** Challenge A **
According to the text on migrating code modules, how many modules should go into each commit?
** Challenge B **
Carry on the text about migrating code modules, picking up after its final sentence.

** Text **
□ □ □ □ □ □ □
The last line is the most important constraint: "Don't change any logic." Syntax migrations and logic changes must be separate steps. If you combine them, you can't tell whether a failing test is caused by the migration or the refactor.

The Verify-and-Continue Loop

After each module migration:

# 1. Run the module's own tests
$ npm test -- tests/repos/userRepo.test.ts

# 2. Run tests for modules that depend on it
$ npm test -- tests/routes/api.test.ts tests/middleware/auth.test.ts

# 3. Run the full test suite
$ npm test

# 4. If everything passes → commit and move to next module
$ git add -A && git commit -m "migrate: userRepo to ESM + TypeScript"

# 5. If tests fail → read the failure, fix the migration, re-run
# Do NOT skip failing tests. Each one is telling you something.

One module per commit. If something goes wrong three modules later, you can bisect to find exactly which migration broke it.
□ □ □ □ □ □ □
** Information provided **
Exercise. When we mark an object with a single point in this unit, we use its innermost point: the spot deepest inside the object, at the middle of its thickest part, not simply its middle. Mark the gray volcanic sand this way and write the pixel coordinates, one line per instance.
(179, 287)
□ □ □ □ □ □ □
** Answer A **
One module per commit.

** Answer B **
Pro Tip: The Two-Branch Strategy

Keep the legacy code on main and migrate on a migration branch. Merge frequently from main into migration to stay current with bugfixes. Only merge migration into main when a meaningful chunk is complete and all tests pass. This lets the team keep shipping on main while the migration progresses without blocking anyone.

Phase 4: Pattern Modernization

Once the structural migration is complete (new language, new module system, new framework), you can modernize the patterns within the migrated code. This is where AI really shines — pattern transformation across many files is tedious for humans and fast for AI.

Callbacks to async/await

function getUser(id, callback) {
  db.query('SELECT * FROM users WHERE id = ?', [id], (err, rows) => {
    if (err) return callback(err, null);
    if (rows.length === 0) return callback(null, null);
    callback(null, rows[0]);
  });
}

async function getUser(id: string): Promise<User | null> {
  const rows = await db.query('SELECT * FROM users WHERE id = ?', [id]);
  return rows.length > 0 ? rows[0] : null;
}

You

Convert this callback-based module to async/await. Every function that takes a callback should become an async function. Error-first callbacks become try/catch. Preserve all the logic — just change the async pattern.

[paste module]

Class Components to Hooks

class UserProfile extends React.Component {
  constructor(props) {
    super(props);
    this.state = { user: null, loading: true };
  }

  componentDidMount() {
    fetchUser(this.props.id).then(user =>
      this.setState({ user, loading: false })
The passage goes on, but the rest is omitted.